## Extracted text

While a good PA system should allow you to “shape” the sound to your liking, it shouldn’t be “tinny,” “honky” or “boomy” all by itself.  Within whatever frequency range it’s capable of, it should be able to “track” the original sound faithfully, and not add undue emphasis to any particular range of frequencies.

“Tone” and Equalization

“Tone” is probably the most misused word in the layman’s sound vocabulary.  Some people call a single musical note a “tone.”  More frequently it will be used to describe the overall sound of a reproduction system, as in “that radio has a nice tone.”  What is really meant by this is “that radio has a good distribution of frequencies across the audible spectrum,” or more simply, “that radio has pleasant frequency response,” along with other qualities that make it agreeable to listen to, such as a lack of distortion.

## Set of tasks
(A) Decide whether each statement agrees with the passage on PA sound and tone, answering yes or no and quoting the words that settle it: (i) A good PA system may sound "boomy" all by itself. (ii) Some people use "tone" for a single musical note. (iii) "Tone" is used most often to mean a single musical note.
(B) Return everything in the passage on PA sound and tone from "While a good" down to "range of frequencies.".
(C) Which word does the passage on PA sound and tone name as the most misused in the layman's sound vocabulary?
The data that comes next was taken from another source.

## Provided data
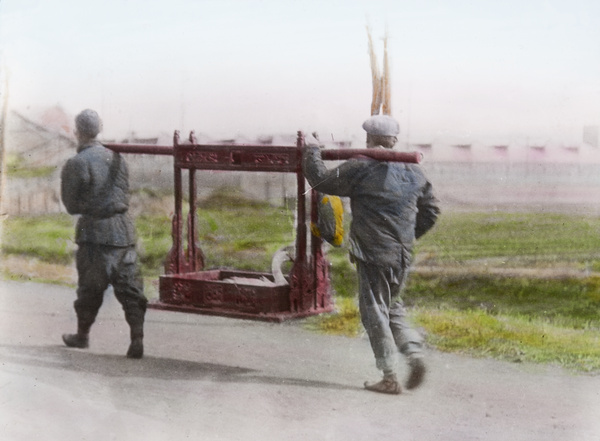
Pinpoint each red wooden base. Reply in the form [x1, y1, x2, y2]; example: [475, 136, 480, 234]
[148, 270, 333, 322]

## Answers to the exercise
(A)
(i) No: "it shouldn’t be “tinny,” “honky” or “boomy” all by itself"
(ii) Yes: "Some people call a single musical note a “tone.”"
(iii) No: "More frequently it will be used to describe the overall sound of a reproduction system"

(B)
While a good PA system should allow you to “shape” the sound to your liking, it shouldn’t be “tinny,” “honky” or “boomy” all by itself.  Within whatever frequency range it’s capable of, it should be able to “track” the original sound faithfully, and not add undue emphasis to any particular range of frequencies.

(C) "Tone"